(Dataset rows)
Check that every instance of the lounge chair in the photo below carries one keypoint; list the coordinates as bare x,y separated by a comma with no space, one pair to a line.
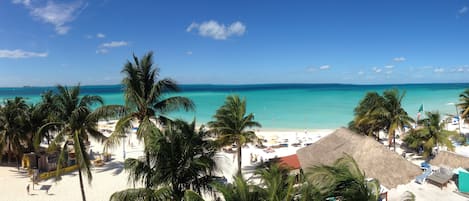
423,177
441,177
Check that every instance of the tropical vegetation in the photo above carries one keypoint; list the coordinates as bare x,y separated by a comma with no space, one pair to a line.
180,164
343,179
147,99
432,134
77,122
232,123
464,104
384,112
13,128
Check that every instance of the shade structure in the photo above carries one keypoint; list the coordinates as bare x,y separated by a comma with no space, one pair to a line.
373,158
450,159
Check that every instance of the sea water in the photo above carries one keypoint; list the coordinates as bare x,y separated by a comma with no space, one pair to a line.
287,106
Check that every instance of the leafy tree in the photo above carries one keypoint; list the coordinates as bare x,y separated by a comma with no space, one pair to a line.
375,113
432,134
77,122
13,127
464,104
146,98
277,184
343,179
231,124
239,190
367,118
180,159
395,116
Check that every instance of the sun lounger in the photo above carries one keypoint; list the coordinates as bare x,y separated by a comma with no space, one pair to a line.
421,178
441,177
440,180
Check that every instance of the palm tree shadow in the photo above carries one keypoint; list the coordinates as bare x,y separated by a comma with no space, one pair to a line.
20,174
117,166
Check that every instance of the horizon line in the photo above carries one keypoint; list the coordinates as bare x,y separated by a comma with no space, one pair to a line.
247,84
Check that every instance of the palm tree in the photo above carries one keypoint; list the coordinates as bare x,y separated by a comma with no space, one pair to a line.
13,127
367,118
395,116
464,105
146,98
431,135
231,123
77,123
239,190
40,114
276,183
180,159
343,179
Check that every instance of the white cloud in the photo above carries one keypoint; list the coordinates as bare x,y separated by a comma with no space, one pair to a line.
389,66
324,67
463,10
399,59
24,2
57,14
376,69
102,51
218,31
113,44
104,48
19,54
311,69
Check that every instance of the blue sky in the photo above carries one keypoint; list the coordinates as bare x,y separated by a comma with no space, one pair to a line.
47,42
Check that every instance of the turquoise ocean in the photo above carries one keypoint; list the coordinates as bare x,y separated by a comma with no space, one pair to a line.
283,106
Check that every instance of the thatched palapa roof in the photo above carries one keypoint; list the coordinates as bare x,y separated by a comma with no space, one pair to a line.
450,159
376,160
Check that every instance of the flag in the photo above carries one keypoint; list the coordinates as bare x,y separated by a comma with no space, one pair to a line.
419,112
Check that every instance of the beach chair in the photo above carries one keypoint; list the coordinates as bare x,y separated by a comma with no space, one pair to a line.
423,177
441,177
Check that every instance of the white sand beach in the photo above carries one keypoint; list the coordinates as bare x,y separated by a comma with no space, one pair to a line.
111,177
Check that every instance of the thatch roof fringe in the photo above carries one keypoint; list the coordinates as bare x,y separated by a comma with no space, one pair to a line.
373,158
450,159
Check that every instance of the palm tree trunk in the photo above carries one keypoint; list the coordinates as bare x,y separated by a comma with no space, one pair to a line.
9,153
239,159
81,185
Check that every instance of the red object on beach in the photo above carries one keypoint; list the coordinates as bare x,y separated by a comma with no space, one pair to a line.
290,162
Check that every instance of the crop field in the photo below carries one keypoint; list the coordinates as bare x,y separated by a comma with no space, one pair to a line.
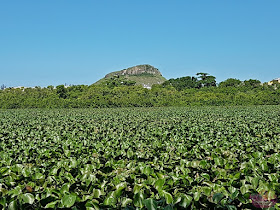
140,158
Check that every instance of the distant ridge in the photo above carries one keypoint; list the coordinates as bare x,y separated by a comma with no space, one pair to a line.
145,75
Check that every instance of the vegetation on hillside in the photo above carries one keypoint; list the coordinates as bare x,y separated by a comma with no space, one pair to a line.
119,91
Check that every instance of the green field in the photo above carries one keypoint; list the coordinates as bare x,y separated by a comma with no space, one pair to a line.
133,158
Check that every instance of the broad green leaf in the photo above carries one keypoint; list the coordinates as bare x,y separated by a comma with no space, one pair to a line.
217,197
137,188
28,198
231,207
139,200
96,193
3,201
119,189
196,196
68,200
65,188
126,201
186,200
159,184
150,204
52,204
13,205
168,197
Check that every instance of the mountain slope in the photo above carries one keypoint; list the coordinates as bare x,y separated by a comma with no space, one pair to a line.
145,75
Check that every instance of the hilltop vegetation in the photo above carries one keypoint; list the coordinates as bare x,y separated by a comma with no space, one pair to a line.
145,75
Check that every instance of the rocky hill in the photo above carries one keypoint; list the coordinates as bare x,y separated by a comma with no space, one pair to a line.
145,75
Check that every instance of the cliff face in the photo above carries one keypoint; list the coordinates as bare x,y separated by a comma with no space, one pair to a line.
136,70
145,75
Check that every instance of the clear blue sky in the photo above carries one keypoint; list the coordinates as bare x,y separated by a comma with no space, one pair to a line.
53,42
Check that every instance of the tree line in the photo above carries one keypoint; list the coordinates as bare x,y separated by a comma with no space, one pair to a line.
198,90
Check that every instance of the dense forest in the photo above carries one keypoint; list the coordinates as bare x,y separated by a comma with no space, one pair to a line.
201,89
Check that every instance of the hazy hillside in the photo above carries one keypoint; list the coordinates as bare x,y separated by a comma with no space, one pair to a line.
145,75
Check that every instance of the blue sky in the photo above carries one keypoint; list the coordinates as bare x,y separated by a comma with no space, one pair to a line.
78,42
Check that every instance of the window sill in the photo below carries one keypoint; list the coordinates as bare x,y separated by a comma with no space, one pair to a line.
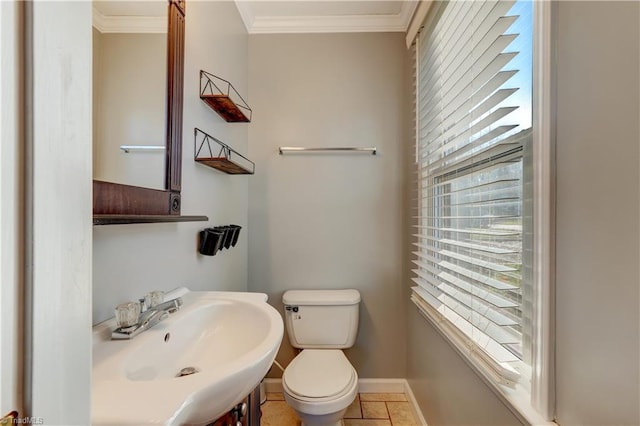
516,398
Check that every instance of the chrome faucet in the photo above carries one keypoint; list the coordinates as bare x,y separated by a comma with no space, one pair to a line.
147,319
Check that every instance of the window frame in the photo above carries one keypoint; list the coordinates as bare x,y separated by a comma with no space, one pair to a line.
534,405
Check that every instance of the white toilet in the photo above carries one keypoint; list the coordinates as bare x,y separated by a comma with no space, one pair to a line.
320,383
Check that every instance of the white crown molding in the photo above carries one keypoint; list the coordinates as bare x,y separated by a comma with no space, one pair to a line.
129,24
326,24
246,13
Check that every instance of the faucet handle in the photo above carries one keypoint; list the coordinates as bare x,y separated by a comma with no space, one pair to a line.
127,314
153,298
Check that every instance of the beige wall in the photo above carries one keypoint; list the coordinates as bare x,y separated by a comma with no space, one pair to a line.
129,86
331,220
58,212
11,207
598,224
597,286
131,260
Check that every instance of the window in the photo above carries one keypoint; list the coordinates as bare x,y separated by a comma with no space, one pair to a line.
474,258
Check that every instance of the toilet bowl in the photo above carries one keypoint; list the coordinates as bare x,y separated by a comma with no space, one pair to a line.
319,385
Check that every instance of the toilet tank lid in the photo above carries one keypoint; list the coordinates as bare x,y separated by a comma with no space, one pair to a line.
321,297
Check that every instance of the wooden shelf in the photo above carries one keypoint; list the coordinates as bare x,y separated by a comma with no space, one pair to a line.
121,219
223,98
225,159
226,108
225,165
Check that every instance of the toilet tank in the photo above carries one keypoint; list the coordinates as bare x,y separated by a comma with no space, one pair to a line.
321,318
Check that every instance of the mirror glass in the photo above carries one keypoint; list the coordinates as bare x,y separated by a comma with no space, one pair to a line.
129,92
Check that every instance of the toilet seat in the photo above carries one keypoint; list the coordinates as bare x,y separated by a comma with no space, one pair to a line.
318,375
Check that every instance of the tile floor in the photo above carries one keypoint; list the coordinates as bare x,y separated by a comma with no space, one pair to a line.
368,409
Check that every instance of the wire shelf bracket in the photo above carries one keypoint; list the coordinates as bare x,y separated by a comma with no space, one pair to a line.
225,159
223,98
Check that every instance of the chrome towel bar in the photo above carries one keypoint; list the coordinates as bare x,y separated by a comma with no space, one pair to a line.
129,148
297,149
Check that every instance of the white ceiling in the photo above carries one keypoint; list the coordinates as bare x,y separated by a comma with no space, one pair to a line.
307,16
268,16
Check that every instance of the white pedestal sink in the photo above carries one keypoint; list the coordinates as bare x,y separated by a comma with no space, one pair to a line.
229,338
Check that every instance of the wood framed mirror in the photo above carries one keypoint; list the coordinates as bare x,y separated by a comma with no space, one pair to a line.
115,203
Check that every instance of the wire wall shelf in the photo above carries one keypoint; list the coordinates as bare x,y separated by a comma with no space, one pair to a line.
221,156
223,98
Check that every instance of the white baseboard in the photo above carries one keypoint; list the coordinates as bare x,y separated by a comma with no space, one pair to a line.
414,404
369,386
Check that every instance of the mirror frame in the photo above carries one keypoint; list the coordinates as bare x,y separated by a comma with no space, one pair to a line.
119,203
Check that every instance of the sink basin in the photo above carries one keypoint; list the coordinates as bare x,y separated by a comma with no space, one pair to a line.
190,368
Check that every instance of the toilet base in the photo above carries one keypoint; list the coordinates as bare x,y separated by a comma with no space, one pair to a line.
331,419
339,423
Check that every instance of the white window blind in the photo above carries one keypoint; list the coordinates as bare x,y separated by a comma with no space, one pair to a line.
474,133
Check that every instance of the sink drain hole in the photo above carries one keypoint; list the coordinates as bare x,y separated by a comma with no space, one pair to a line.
187,371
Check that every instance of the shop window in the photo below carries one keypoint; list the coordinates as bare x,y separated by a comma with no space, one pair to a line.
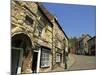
58,57
45,58
28,20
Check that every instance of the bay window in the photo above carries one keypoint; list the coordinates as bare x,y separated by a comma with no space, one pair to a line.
45,58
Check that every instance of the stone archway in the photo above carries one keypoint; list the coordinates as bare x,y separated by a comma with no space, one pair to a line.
21,54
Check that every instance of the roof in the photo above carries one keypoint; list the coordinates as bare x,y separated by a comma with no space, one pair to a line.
49,16
92,38
45,12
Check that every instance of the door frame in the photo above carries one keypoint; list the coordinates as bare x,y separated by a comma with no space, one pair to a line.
38,59
20,59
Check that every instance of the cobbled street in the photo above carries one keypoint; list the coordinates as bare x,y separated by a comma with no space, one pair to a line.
82,62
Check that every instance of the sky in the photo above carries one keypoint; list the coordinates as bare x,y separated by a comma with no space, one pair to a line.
74,19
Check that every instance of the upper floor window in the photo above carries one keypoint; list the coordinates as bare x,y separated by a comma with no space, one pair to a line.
45,57
28,20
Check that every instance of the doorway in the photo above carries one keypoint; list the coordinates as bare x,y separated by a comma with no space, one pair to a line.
16,60
34,61
19,43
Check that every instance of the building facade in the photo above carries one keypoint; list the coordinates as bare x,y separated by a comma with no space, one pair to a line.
82,44
38,43
92,46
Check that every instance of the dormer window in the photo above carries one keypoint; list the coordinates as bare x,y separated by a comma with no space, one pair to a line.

YOUR TASK –
Give back, unchanged, every line from the one with "Check that every instance of the doorway" to the end of the entries above.

ANSWER TO THIS PROBLEM –
Check that every instance of the doorway in the photo above carries one keypoint; list the coordinates as bare x,y separated by a comma with no space, one pair to a line.
16,60
34,61
19,43
Check that every instance of the building facade in the photo above carries one keypoint; list the coordinates as bare x,y separated by a comma with no space, one pair to a line.
82,44
38,43
92,46
Check that every instance of the dormer window in the photo above carries one keypoint; list the coordinates as bare x,y separated by a comma with no space, one pair to a line.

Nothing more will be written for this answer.